[Region pointing data]

◇ ◇ ◇

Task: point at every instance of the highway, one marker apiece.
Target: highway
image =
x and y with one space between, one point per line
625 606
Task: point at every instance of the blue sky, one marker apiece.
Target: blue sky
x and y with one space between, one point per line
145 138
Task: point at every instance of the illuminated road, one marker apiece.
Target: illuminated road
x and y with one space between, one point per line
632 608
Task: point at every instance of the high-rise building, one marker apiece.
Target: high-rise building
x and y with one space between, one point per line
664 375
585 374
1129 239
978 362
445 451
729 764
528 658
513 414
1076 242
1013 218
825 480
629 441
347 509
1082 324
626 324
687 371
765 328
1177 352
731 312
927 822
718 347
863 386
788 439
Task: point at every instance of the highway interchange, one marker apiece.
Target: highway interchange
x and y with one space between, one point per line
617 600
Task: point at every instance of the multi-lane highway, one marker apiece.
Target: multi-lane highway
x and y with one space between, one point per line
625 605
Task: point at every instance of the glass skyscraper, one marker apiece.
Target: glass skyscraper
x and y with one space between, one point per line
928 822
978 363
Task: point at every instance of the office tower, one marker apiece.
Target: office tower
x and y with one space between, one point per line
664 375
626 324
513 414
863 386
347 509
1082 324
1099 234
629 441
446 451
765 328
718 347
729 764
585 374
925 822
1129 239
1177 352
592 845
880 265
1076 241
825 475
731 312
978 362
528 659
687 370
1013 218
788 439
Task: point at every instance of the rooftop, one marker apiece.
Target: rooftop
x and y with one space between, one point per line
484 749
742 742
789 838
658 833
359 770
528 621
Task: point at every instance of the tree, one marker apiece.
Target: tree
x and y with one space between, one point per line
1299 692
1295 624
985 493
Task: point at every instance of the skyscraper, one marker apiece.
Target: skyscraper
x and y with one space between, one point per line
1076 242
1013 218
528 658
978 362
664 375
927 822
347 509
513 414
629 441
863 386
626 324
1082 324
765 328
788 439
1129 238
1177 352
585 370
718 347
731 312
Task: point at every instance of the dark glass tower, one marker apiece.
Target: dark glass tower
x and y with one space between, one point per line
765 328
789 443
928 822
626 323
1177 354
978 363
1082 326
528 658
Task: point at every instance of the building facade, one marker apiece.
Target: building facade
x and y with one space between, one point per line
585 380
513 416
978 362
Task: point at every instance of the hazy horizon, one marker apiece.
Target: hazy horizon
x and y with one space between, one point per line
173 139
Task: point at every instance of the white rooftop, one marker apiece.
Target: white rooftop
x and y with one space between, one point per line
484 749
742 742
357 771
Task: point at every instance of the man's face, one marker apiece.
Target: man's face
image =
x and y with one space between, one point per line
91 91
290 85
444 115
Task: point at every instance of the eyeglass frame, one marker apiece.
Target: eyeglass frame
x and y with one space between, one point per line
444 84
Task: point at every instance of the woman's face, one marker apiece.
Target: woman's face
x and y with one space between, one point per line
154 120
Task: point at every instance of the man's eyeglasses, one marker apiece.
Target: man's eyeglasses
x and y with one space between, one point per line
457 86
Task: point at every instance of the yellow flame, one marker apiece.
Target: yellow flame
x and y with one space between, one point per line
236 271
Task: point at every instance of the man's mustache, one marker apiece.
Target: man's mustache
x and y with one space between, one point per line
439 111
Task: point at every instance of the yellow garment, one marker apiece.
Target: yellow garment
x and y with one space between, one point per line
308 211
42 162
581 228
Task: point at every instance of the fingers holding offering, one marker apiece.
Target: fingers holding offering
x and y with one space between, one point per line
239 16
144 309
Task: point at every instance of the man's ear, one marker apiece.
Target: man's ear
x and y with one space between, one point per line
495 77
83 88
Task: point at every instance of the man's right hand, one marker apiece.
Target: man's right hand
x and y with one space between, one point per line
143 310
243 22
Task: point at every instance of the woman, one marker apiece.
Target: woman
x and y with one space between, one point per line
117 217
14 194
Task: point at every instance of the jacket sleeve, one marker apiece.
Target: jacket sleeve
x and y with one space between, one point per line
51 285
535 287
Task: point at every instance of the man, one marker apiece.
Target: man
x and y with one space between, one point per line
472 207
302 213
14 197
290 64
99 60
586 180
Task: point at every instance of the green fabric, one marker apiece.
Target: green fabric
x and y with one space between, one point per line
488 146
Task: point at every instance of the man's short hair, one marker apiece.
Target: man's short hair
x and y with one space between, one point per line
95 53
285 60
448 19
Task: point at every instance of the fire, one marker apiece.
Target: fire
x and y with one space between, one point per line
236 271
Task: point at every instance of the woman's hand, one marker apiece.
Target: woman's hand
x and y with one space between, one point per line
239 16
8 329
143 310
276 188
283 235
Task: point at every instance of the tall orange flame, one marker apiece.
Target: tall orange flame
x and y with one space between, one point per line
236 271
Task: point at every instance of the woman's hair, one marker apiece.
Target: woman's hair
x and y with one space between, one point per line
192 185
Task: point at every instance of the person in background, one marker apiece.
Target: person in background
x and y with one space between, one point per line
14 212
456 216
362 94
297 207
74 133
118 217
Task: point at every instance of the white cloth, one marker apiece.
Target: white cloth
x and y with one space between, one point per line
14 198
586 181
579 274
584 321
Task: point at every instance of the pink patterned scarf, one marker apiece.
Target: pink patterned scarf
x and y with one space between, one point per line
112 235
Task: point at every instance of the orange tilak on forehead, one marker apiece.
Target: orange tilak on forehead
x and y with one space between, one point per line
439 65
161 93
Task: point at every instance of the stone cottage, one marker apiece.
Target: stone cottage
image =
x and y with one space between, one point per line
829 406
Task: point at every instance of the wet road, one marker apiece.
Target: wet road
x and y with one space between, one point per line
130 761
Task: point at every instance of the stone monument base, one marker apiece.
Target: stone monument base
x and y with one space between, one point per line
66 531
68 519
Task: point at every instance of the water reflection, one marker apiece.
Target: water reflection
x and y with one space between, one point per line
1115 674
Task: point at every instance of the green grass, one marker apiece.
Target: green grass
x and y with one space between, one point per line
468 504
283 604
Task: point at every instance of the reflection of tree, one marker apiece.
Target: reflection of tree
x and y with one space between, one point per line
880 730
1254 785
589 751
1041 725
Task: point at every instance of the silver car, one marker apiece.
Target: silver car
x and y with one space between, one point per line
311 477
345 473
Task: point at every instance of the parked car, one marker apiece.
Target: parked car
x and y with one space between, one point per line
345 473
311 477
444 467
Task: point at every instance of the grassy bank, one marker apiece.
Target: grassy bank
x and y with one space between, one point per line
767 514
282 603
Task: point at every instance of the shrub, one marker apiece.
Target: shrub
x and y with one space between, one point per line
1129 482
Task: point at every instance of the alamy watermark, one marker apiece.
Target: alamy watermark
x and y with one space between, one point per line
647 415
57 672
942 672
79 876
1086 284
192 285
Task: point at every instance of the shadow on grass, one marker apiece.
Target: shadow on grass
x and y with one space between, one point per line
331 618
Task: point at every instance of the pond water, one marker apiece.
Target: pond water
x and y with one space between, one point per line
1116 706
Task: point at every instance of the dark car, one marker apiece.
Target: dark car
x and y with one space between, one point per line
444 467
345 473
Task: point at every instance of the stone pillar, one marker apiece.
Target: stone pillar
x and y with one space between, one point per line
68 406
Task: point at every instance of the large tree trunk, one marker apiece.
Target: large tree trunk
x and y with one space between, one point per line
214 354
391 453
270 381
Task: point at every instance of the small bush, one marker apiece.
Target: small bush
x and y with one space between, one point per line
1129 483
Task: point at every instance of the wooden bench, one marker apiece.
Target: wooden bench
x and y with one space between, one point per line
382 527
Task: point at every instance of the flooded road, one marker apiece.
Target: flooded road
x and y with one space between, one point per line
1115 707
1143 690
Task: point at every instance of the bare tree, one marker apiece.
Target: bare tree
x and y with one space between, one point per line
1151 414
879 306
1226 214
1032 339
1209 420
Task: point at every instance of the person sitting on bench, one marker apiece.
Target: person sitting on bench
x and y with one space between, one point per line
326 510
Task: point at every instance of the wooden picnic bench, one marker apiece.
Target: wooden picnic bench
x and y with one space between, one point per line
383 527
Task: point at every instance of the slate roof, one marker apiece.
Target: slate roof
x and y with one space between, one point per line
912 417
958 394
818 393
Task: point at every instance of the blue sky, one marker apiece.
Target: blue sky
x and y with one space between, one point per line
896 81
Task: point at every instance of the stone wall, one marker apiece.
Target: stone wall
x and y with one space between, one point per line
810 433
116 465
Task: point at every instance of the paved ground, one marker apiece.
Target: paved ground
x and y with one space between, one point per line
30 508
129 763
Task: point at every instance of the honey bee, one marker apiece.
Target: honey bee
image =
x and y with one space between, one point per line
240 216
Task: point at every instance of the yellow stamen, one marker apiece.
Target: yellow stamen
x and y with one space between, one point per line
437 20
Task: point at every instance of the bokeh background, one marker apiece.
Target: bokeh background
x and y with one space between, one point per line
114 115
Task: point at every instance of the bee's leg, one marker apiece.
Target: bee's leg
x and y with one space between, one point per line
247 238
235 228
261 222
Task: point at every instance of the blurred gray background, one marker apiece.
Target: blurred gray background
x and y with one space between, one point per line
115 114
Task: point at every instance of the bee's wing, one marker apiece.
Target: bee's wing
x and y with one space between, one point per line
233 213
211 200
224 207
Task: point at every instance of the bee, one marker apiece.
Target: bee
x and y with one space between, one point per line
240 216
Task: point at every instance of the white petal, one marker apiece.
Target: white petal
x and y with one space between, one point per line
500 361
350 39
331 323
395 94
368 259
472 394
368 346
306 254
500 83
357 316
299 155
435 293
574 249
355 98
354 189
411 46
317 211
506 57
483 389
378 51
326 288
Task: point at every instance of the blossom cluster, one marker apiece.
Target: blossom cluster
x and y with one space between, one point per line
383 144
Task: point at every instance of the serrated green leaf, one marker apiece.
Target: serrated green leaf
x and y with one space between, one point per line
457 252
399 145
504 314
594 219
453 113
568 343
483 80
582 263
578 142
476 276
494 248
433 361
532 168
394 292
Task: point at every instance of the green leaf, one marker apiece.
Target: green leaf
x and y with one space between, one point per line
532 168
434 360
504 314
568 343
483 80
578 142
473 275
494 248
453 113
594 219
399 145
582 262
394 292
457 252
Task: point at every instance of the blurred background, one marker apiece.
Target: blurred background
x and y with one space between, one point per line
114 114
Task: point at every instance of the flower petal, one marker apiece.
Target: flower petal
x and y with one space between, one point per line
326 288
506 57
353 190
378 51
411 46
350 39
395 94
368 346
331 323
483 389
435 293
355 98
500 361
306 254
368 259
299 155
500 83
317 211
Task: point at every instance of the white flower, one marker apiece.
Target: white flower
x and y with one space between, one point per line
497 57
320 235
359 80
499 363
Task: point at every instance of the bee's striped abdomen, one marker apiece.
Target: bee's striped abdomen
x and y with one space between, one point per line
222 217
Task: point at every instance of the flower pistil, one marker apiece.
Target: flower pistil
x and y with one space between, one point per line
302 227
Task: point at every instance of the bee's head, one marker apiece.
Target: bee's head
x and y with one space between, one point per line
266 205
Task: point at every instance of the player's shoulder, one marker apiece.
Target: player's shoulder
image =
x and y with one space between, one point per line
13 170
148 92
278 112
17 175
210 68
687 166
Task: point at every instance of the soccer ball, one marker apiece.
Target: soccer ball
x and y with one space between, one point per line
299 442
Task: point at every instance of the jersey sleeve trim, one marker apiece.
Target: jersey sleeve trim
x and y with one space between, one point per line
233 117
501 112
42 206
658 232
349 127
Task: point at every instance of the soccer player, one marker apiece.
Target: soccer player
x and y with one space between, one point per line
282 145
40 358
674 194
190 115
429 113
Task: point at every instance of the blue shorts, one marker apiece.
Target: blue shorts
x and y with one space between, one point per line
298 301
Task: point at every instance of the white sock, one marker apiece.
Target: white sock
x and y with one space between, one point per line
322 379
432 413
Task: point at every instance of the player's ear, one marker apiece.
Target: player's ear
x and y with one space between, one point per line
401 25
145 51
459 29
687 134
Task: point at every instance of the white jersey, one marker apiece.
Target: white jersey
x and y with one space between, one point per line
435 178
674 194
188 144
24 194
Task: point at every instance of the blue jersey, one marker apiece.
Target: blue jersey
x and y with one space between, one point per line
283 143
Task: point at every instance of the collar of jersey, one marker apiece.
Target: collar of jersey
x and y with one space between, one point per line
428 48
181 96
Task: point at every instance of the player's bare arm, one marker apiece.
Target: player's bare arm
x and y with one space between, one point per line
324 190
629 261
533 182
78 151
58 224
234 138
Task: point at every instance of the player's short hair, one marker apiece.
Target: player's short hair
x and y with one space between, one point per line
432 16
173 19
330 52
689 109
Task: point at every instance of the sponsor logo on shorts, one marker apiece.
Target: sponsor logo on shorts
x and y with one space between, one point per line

◇ ◇ ◇

Assignment |
Which lines above contain the word "picnic"? List them.

Exercise response |
Task: point at every instance of the wooden picnic bench, one marker apiece.
Target: wooden picnic bench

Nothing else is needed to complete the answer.